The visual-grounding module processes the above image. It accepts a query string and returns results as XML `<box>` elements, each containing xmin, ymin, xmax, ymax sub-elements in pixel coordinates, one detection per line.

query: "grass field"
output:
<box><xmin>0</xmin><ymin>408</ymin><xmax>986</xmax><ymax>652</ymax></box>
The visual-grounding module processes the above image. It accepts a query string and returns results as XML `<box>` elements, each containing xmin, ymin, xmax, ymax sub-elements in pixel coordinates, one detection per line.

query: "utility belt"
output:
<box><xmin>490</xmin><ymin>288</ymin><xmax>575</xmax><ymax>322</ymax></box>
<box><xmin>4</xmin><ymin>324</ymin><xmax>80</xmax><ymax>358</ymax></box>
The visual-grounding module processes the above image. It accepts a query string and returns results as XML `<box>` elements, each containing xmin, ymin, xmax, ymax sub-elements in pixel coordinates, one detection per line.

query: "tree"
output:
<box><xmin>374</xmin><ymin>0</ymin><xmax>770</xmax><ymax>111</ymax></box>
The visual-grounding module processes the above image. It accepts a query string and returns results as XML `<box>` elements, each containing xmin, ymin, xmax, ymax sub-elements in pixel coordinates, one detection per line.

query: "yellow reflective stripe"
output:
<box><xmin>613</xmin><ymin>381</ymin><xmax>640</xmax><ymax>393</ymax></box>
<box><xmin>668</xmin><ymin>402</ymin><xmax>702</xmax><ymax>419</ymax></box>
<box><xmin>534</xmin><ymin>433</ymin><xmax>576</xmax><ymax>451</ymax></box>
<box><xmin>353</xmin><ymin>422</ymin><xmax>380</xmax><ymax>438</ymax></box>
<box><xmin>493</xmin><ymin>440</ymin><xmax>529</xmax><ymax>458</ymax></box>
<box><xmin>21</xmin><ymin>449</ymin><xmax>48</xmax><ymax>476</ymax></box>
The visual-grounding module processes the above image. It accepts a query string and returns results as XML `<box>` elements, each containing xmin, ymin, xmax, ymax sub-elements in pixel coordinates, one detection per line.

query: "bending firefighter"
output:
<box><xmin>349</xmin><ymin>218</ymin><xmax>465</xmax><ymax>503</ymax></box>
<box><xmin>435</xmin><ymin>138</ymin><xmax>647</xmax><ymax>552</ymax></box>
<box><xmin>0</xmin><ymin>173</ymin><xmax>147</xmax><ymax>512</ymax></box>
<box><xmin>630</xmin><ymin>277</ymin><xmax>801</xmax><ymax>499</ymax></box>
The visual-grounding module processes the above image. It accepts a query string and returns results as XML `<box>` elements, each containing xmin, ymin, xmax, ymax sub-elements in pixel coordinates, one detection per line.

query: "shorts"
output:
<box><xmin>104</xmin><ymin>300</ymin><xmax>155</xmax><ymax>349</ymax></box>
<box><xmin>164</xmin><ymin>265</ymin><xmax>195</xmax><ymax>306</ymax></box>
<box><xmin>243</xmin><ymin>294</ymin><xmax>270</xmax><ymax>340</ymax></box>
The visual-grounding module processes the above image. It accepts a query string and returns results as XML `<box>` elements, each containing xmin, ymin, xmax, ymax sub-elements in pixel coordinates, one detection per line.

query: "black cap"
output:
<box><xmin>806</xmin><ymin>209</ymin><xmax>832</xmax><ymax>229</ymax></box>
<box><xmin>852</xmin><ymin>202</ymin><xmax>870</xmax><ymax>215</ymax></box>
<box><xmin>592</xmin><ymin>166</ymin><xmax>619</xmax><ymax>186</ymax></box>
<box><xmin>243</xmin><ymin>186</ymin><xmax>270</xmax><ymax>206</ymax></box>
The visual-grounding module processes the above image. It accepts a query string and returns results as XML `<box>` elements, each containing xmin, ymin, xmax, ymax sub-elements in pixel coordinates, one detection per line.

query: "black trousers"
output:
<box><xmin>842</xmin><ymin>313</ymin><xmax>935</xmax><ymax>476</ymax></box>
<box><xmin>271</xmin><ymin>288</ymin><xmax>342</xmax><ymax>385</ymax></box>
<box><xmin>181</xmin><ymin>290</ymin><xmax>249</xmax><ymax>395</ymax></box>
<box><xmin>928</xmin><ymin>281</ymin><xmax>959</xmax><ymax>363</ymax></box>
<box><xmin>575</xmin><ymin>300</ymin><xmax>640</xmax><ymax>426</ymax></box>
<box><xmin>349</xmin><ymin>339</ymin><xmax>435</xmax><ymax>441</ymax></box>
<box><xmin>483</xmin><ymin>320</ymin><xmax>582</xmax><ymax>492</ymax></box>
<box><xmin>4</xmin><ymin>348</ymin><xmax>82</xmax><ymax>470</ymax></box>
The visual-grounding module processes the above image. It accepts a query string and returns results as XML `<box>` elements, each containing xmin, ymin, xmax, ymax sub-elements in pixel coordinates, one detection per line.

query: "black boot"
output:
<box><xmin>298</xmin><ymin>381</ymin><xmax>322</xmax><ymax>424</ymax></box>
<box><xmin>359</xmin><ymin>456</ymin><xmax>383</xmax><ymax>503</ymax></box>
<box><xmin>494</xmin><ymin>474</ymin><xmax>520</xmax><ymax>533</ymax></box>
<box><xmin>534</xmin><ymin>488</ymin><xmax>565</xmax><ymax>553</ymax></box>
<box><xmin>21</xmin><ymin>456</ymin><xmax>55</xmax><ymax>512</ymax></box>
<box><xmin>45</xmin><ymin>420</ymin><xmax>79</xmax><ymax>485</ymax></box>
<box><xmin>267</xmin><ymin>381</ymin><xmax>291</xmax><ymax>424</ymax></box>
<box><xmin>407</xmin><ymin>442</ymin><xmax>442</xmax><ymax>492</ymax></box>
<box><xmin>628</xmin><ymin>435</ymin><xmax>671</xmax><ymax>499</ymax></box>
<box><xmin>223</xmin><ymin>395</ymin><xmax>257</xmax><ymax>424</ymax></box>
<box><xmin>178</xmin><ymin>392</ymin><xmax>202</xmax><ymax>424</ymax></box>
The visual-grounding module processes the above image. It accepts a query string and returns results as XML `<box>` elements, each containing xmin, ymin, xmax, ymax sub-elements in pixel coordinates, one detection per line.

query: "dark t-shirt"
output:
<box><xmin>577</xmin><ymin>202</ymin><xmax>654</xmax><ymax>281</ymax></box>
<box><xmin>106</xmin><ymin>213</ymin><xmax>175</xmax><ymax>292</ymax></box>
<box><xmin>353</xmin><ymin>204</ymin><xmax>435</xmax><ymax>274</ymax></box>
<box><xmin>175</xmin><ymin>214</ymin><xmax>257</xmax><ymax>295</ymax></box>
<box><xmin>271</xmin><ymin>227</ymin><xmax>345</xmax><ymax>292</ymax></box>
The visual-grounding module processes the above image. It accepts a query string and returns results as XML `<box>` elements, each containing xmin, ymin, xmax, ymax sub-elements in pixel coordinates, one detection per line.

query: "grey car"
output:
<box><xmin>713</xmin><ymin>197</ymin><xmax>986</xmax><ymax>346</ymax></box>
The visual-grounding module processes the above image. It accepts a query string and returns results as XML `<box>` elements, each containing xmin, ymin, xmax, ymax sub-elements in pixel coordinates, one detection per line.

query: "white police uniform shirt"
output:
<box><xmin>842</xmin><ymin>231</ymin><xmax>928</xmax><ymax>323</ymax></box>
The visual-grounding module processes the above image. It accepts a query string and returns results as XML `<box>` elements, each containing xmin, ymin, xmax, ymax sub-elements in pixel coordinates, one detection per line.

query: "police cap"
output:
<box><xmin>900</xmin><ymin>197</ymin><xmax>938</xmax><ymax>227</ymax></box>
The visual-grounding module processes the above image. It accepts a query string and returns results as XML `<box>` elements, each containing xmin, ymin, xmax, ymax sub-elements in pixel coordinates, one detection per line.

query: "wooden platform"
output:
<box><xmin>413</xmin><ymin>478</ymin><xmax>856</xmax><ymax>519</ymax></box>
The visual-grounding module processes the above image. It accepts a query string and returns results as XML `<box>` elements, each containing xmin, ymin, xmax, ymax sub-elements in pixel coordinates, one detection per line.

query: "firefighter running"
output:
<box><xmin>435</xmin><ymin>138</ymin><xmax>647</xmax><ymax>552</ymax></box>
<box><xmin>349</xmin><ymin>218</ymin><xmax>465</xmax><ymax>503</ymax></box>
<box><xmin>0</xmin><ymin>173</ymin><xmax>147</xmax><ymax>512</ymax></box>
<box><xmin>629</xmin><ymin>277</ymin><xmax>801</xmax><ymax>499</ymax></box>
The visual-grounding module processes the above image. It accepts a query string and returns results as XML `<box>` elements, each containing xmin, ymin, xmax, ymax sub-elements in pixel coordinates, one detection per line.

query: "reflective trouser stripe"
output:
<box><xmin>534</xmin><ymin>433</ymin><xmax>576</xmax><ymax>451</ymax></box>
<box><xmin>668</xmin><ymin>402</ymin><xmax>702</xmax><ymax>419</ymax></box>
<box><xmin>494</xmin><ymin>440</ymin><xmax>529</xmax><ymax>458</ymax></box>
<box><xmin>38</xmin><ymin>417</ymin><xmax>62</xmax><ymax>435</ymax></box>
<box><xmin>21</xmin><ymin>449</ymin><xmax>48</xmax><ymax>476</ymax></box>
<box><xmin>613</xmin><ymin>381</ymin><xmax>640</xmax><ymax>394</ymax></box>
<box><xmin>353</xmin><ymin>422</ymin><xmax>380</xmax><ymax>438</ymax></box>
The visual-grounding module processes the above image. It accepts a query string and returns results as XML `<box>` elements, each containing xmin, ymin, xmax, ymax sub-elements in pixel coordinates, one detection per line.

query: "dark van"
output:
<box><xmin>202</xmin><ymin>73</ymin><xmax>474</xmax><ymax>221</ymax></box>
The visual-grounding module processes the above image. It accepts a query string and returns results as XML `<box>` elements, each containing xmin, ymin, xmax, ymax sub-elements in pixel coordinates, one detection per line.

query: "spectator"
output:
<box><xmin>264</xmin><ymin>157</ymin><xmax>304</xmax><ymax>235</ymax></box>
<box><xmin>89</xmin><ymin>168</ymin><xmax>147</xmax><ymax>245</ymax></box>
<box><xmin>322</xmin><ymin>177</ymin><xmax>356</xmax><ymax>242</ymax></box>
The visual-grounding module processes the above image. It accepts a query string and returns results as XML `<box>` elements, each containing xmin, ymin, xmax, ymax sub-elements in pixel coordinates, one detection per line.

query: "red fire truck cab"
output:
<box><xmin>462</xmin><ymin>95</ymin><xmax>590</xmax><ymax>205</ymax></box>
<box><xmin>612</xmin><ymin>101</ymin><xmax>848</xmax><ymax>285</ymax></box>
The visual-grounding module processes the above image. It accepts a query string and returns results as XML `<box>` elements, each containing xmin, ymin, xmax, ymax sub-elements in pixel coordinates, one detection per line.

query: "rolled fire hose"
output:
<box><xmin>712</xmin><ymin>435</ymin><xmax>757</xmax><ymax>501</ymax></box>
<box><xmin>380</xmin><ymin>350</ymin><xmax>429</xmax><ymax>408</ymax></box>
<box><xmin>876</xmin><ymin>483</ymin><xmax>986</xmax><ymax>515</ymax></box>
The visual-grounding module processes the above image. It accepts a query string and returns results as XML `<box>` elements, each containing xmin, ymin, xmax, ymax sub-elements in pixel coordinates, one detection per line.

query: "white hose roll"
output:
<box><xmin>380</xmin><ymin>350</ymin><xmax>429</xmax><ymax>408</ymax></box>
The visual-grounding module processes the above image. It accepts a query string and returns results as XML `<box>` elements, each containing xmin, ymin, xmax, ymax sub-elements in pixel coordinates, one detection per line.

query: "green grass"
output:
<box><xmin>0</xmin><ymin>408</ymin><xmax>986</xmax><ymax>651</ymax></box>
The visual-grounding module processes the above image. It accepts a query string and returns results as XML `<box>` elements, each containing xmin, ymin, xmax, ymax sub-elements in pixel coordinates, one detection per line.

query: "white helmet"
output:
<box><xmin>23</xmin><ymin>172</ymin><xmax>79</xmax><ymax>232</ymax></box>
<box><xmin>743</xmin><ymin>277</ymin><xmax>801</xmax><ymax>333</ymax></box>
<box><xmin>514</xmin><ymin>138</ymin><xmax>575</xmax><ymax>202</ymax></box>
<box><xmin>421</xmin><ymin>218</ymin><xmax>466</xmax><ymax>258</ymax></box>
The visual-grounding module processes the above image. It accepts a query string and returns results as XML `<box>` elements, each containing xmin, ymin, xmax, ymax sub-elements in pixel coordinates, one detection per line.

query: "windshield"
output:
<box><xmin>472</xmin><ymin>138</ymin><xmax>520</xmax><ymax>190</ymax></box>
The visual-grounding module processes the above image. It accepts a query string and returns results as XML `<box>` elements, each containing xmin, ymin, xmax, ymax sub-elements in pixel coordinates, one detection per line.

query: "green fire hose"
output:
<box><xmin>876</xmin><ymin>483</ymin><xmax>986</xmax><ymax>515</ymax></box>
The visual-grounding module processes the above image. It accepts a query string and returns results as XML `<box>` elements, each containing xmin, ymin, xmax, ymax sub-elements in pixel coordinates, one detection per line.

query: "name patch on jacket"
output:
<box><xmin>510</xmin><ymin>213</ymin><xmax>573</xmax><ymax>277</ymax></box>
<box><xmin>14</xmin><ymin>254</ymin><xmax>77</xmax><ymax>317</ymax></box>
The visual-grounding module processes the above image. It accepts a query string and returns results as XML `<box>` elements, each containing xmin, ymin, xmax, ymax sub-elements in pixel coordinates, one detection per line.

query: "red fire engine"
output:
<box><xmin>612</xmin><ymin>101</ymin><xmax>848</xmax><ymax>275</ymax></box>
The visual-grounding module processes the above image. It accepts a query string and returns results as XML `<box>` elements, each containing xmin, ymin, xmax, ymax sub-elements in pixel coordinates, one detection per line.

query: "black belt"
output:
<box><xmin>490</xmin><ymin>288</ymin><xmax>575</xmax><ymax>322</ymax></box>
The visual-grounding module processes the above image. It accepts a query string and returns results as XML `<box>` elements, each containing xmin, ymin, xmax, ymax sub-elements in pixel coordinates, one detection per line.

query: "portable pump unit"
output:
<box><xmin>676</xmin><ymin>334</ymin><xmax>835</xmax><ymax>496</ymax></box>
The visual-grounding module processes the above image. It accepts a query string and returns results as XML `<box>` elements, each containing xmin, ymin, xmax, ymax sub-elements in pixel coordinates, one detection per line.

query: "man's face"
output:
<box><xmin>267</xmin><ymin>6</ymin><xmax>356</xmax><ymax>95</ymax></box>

※

| INSTRUCTIONS TO FOLLOW |
Pick out and copy every line of the material above that contains the string "white". Case counts.

| ANSWER FOR THE TASK |
query: "white police uniform shirt"
query: "white hose roll"
query: "white helmet"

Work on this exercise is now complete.